* **Short problem**
Beginning at the line that contains "Indicate a point on each instance of the player's knee" and ending at the last line of the entries, write out each line exactly; include nothing outside that span.

[Data listing]

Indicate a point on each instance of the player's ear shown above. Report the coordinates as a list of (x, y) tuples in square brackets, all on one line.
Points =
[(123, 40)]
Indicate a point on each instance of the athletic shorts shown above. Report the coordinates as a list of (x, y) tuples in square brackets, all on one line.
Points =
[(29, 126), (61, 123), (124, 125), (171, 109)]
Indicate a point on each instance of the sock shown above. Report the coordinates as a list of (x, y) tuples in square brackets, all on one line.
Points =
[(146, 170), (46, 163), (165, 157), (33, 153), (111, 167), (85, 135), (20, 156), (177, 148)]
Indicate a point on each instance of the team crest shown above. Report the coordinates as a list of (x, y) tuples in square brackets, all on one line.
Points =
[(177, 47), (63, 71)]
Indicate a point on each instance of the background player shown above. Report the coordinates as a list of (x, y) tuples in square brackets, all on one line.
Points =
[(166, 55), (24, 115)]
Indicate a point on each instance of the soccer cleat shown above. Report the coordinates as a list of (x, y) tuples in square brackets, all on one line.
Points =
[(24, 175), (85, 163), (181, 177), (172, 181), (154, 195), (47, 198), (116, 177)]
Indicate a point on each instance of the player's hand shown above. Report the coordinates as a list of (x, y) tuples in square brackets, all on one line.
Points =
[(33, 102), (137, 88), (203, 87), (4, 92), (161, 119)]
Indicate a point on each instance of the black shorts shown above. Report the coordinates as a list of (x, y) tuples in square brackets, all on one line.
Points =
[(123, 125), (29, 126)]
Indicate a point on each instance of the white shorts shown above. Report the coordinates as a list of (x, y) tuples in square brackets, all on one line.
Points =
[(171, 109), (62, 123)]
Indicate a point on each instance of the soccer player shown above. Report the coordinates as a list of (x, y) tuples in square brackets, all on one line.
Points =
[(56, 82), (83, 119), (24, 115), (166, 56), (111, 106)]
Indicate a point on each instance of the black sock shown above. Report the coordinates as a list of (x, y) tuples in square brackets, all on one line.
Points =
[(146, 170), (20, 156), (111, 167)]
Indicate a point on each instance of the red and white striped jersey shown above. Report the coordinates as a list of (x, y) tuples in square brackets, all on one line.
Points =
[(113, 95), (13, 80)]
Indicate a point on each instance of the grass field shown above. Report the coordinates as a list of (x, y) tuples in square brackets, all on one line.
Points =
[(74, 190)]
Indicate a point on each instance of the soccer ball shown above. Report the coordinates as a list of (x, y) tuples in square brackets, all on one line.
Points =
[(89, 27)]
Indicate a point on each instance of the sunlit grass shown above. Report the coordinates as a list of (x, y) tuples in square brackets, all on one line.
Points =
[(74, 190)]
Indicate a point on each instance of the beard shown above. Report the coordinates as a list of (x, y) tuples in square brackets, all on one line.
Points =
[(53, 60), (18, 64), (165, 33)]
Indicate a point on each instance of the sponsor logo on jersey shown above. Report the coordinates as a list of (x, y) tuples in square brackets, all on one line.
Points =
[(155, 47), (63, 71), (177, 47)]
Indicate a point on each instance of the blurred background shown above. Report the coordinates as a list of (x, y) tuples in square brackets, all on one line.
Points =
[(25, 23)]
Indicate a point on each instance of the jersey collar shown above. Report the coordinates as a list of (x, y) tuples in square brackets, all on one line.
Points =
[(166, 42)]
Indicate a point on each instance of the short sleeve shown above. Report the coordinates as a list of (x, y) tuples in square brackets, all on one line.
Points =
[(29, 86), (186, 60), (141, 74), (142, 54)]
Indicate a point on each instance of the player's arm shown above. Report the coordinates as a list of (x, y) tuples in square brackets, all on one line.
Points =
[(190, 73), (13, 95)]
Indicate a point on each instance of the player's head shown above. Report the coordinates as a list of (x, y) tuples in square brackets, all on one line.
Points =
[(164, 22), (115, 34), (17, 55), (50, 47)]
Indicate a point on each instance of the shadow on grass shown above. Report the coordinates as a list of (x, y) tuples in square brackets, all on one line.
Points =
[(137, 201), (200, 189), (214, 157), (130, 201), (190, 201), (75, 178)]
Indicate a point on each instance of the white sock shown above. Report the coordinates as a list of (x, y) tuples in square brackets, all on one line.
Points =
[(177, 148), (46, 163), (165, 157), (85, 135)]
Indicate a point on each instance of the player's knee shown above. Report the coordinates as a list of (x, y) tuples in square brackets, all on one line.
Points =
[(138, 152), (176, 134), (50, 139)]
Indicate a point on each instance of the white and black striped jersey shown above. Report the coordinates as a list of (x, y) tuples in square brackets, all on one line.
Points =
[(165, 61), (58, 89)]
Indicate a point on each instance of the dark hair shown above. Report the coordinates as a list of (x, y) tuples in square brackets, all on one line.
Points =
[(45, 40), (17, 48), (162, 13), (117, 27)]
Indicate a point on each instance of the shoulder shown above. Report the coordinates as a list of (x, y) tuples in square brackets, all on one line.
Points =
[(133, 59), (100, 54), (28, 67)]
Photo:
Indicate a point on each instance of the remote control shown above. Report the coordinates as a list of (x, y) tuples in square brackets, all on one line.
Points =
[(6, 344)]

* **Exercise output**
Indicate a point on each instance of the player's knee shown above. Report the coordinates as a list of (x, y) tuples in square brackets, all on one line.
Points =
[(138, 152), (176, 134), (50, 139)]
Indicate a point on each instance of the white and black striped jersey shown above. Report the coordinates as a list of (x, y) tuples in square brackets, all on one line.
Points =
[(165, 61), (58, 89)]
Indicate a point on each instance of the dark hair shown above. Report the coordinates as a list of (x, y) tuples in square brackets, all on one line.
Points =
[(45, 40), (17, 48), (162, 13), (117, 27)]
Indicate a point on each instance of the shoulder shown above. Report the coordinates as a list of (x, y) tuples in square brackets, all on one line.
Points =
[(133, 59), (100, 54), (28, 67)]
Photo:
Indicate a point on each instance of the remote control shown above. Report the coordinates as a list of (x, y) tuples in square brackets, all on one line.
Points =
[(6, 344)]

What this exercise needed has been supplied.